*** Records to use Section Begins ***

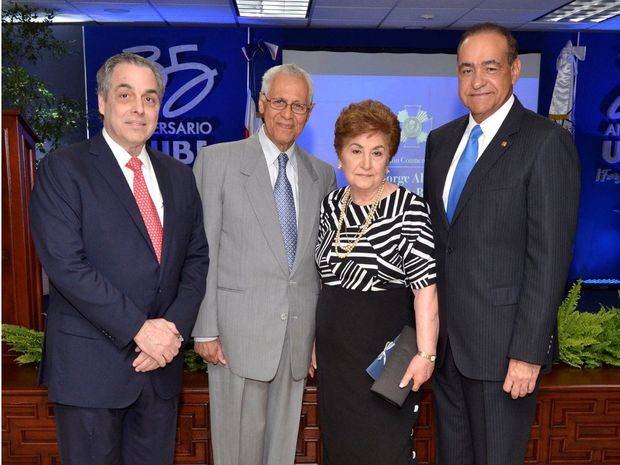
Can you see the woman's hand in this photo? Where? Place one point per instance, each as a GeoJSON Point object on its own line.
{"type": "Point", "coordinates": [313, 367]}
{"type": "Point", "coordinates": [420, 370]}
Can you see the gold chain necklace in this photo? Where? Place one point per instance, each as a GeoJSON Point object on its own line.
{"type": "Point", "coordinates": [346, 200]}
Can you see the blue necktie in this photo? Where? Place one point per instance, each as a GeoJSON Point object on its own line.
{"type": "Point", "coordinates": [463, 168]}
{"type": "Point", "coordinates": [285, 203]}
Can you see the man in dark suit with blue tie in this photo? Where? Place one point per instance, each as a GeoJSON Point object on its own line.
{"type": "Point", "coordinates": [503, 188]}
{"type": "Point", "coordinates": [119, 230]}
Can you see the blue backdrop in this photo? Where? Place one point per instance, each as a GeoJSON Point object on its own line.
{"type": "Point", "coordinates": [597, 123]}
{"type": "Point", "coordinates": [206, 80]}
{"type": "Point", "coordinates": [210, 58]}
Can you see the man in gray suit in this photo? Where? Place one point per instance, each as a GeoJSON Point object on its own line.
{"type": "Point", "coordinates": [503, 187]}
{"type": "Point", "coordinates": [255, 328]}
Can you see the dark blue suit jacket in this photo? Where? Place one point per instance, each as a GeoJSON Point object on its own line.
{"type": "Point", "coordinates": [105, 280]}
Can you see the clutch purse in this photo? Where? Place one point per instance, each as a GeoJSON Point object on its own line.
{"type": "Point", "coordinates": [390, 365]}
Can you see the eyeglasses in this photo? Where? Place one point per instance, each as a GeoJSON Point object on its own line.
{"type": "Point", "coordinates": [281, 104]}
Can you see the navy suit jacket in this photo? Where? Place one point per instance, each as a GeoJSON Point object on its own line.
{"type": "Point", "coordinates": [504, 259]}
{"type": "Point", "coordinates": [105, 280]}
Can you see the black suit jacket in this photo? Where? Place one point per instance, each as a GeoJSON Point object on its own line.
{"type": "Point", "coordinates": [105, 280]}
{"type": "Point", "coordinates": [503, 262]}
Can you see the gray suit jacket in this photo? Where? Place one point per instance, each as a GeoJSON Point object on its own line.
{"type": "Point", "coordinates": [503, 261]}
{"type": "Point", "coordinates": [251, 296]}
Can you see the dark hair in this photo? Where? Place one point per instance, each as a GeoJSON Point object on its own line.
{"type": "Point", "coordinates": [368, 116]}
{"type": "Point", "coordinates": [513, 46]}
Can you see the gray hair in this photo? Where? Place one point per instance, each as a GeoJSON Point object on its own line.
{"type": "Point", "coordinates": [104, 75]}
{"type": "Point", "coordinates": [290, 69]}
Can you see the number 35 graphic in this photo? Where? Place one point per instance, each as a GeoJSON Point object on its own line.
{"type": "Point", "coordinates": [206, 74]}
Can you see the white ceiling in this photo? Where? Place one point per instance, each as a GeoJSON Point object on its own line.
{"type": "Point", "coordinates": [382, 14]}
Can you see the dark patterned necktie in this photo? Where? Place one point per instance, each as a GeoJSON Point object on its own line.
{"type": "Point", "coordinates": [285, 203]}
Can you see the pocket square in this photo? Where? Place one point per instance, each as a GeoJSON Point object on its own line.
{"type": "Point", "coordinates": [387, 384]}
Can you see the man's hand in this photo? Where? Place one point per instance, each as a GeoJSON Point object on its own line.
{"type": "Point", "coordinates": [211, 352]}
{"type": "Point", "coordinates": [144, 362]}
{"type": "Point", "coordinates": [313, 366]}
{"type": "Point", "coordinates": [420, 370]}
{"type": "Point", "coordinates": [159, 339]}
{"type": "Point", "coordinates": [521, 378]}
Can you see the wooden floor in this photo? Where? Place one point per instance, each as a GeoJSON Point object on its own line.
{"type": "Point", "coordinates": [577, 421]}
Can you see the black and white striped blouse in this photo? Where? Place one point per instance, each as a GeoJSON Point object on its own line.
{"type": "Point", "coordinates": [396, 251]}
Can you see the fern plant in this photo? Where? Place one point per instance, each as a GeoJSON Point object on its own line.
{"type": "Point", "coordinates": [588, 339]}
{"type": "Point", "coordinates": [25, 341]}
{"type": "Point", "coordinates": [29, 343]}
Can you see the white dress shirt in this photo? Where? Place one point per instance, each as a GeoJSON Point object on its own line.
{"type": "Point", "coordinates": [271, 153]}
{"type": "Point", "coordinates": [123, 157]}
{"type": "Point", "coordinates": [489, 127]}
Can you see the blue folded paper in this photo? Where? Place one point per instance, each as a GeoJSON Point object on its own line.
{"type": "Point", "coordinates": [376, 367]}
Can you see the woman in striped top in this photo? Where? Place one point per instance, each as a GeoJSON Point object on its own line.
{"type": "Point", "coordinates": [374, 254]}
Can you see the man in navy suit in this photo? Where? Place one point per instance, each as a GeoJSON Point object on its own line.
{"type": "Point", "coordinates": [503, 188]}
{"type": "Point", "coordinates": [119, 230]}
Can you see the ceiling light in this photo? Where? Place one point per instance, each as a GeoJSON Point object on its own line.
{"type": "Point", "coordinates": [297, 9]}
{"type": "Point", "coordinates": [591, 11]}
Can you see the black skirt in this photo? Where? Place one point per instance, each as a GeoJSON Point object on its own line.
{"type": "Point", "coordinates": [357, 426]}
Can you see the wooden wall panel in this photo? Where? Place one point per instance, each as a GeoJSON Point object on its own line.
{"type": "Point", "coordinates": [577, 421]}
{"type": "Point", "coordinates": [21, 272]}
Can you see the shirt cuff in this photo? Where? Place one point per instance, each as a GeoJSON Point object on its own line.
{"type": "Point", "coordinates": [205, 339]}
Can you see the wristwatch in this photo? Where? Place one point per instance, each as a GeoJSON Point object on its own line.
{"type": "Point", "coordinates": [429, 357]}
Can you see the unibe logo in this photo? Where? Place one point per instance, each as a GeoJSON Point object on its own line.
{"type": "Point", "coordinates": [181, 139]}
{"type": "Point", "coordinates": [611, 147]}
{"type": "Point", "coordinates": [206, 76]}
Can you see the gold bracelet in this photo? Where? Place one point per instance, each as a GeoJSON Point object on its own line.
{"type": "Point", "coordinates": [430, 357]}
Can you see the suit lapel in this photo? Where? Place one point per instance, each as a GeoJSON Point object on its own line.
{"type": "Point", "coordinates": [165, 187]}
{"type": "Point", "coordinates": [260, 196]}
{"type": "Point", "coordinates": [493, 152]}
{"type": "Point", "coordinates": [106, 164]}
{"type": "Point", "coordinates": [308, 200]}
{"type": "Point", "coordinates": [443, 165]}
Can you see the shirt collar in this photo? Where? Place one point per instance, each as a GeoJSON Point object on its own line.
{"type": "Point", "coordinates": [272, 152]}
{"type": "Point", "coordinates": [122, 156]}
{"type": "Point", "coordinates": [491, 125]}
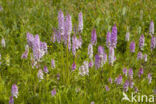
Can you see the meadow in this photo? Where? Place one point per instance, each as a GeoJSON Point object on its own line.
{"type": "Point", "coordinates": [77, 51]}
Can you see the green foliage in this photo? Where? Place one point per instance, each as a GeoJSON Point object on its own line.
{"type": "Point", "coordinates": [40, 16]}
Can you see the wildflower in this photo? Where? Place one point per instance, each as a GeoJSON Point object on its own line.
{"type": "Point", "coordinates": [74, 44]}
{"type": "Point", "coordinates": [131, 84]}
{"type": "Point", "coordinates": [92, 102]}
{"type": "Point", "coordinates": [54, 35]}
{"type": "Point", "coordinates": [85, 63]}
{"type": "Point", "coordinates": [107, 88]}
{"type": "Point", "coordinates": [114, 36]}
{"type": "Point", "coordinates": [83, 69]}
{"type": "Point", "coordinates": [61, 22]}
{"type": "Point", "coordinates": [1, 8]}
{"type": "Point", "coordinates": [93, 37]}
{"type": "Point", "coordinates": [40, 74]}
{"type": "Point", "coordinates": [30, 39]}
{"type": "Point", "coordinates": [105, 58]}
{"type": "Point", "coordinates": [130, 73]}
{"type": "Point", "coordinates": [132, 46]}
{"type": "Point", "coordinates": [43, 49]}
{"type": "Point", "coordinates": [68, 30]}
{"type": "Point", "coordinates": [153, 43]}
{"type": "Point", "coordinates": [141, 42]}
{"type": "Point", "coordinates": [108, 40]}
{"type": "Point", "coordinates": [14, 90]}
{"type": "Point", "coordinates": [52, 63]}
{"type": "Point", "coordinates": [140, 72]}
{"type": "Point", "coordinates": [36, 48]}
{"type": "Point", "coordinates": [11, 101]}
{"type": "Point", "coordinates": [110, 80]}
{"type": "Point", "coordinates": [80, 27]}
{"type": "Point", "coordinates": [58, 36]}
{"type": "Point", "coordinates": [127, 36]}
{"type": "Point", "coordinates": [97, 61]}
{"type": "Point", "coordinates": [136, 89]}
{"type": "Point", "coordinates": [124, 71]}
{"type": "Point", "coordinates": [126, 85]}
{"type": "Point", "coordinates": [58, 76]}
{"type": "Point", "coordinates": [46, 69]}
{"type": "Point", "coordinates": [3, 42]}
{"type": "Point", "coordinates": [100, 50]}
{"type": "Point", "coordinates": [25, 54]}
{"type": "Point", "coordinates": [91, 64]}
{"type": "Point", "coordinates": [53, 92]}
{"type": "Point", "coordinates": [139, 56]}
{"type": "Point", "coordinates": [79, 42]}
{"type": "Point", "coordinates": [149, 78]}
{"type": "Point", "coordinates": [118, 80]}
{"type": "Point", "coordinates": [73, 66]}
{"type": "Point", "coordinates": [151, 28]}
{"type": "Point", "coordinates": [111, 55]}
{"type": "Point", "coordinates": [68, 24]}
{"type": "Point", "coordinates": [90, 51]}
{"type": "Point", "coordinates": [145, 57]}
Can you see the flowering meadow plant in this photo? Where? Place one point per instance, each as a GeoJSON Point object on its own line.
{"type": "Point", "coordinates": [77, 52]}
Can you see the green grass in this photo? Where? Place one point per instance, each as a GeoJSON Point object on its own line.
{"type": "Point", "coordinates": [40, 16]}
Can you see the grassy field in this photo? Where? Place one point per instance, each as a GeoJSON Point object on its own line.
{"type": "Point", "coordinates": [64, 84]}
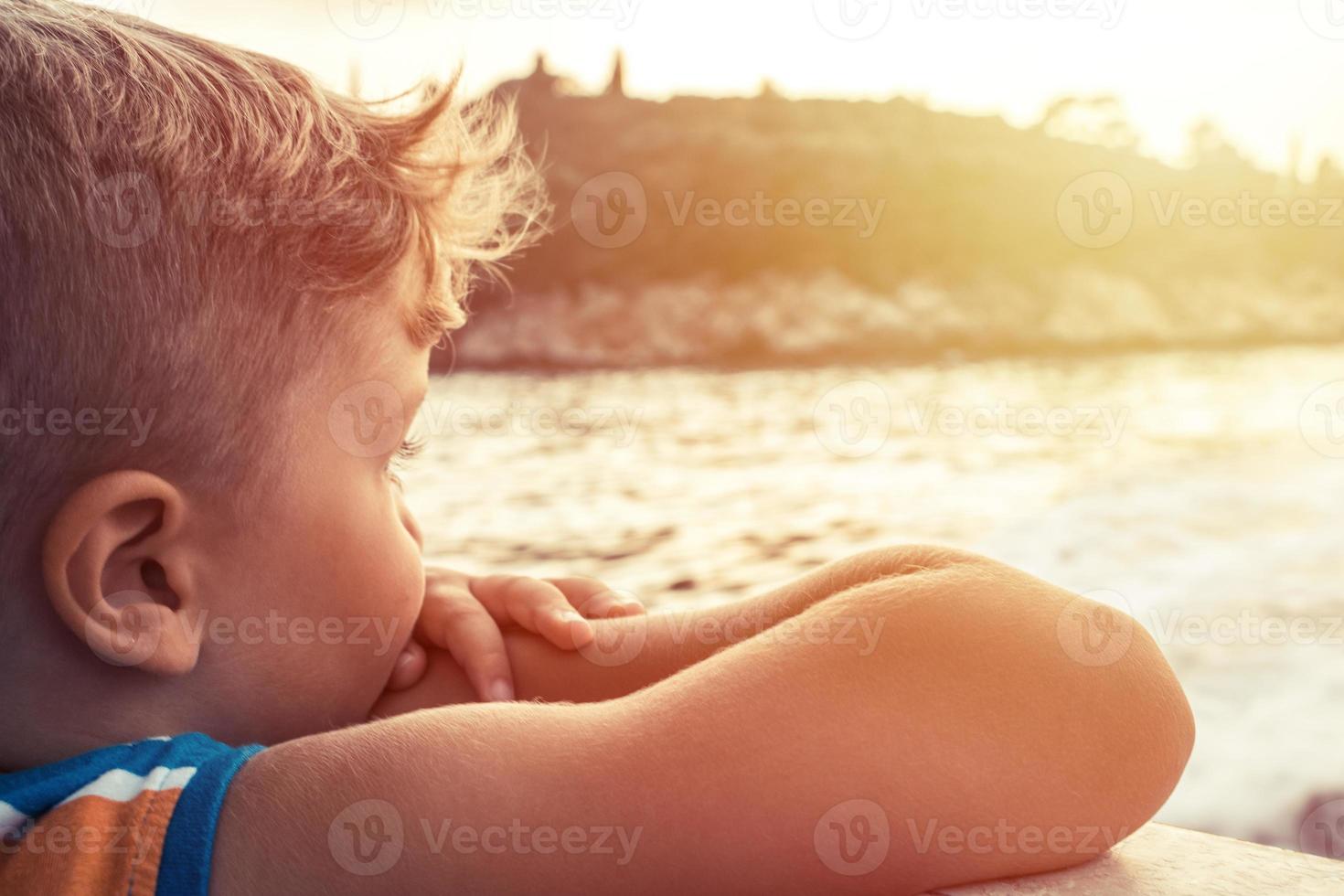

*** Records to use Section Ends ***

#### [Brief]
Output, exactly and without pictures, the span of lines that starts at the line containing "Can you see the grassy" and ends at the last line above.

#### [Completed exercise]
Can you see the grassy field in this photo? Where? Place one point per instance, each as a GeoJSON Point object on its own line.
{"type": "Point", "coordinates": [64, 84]}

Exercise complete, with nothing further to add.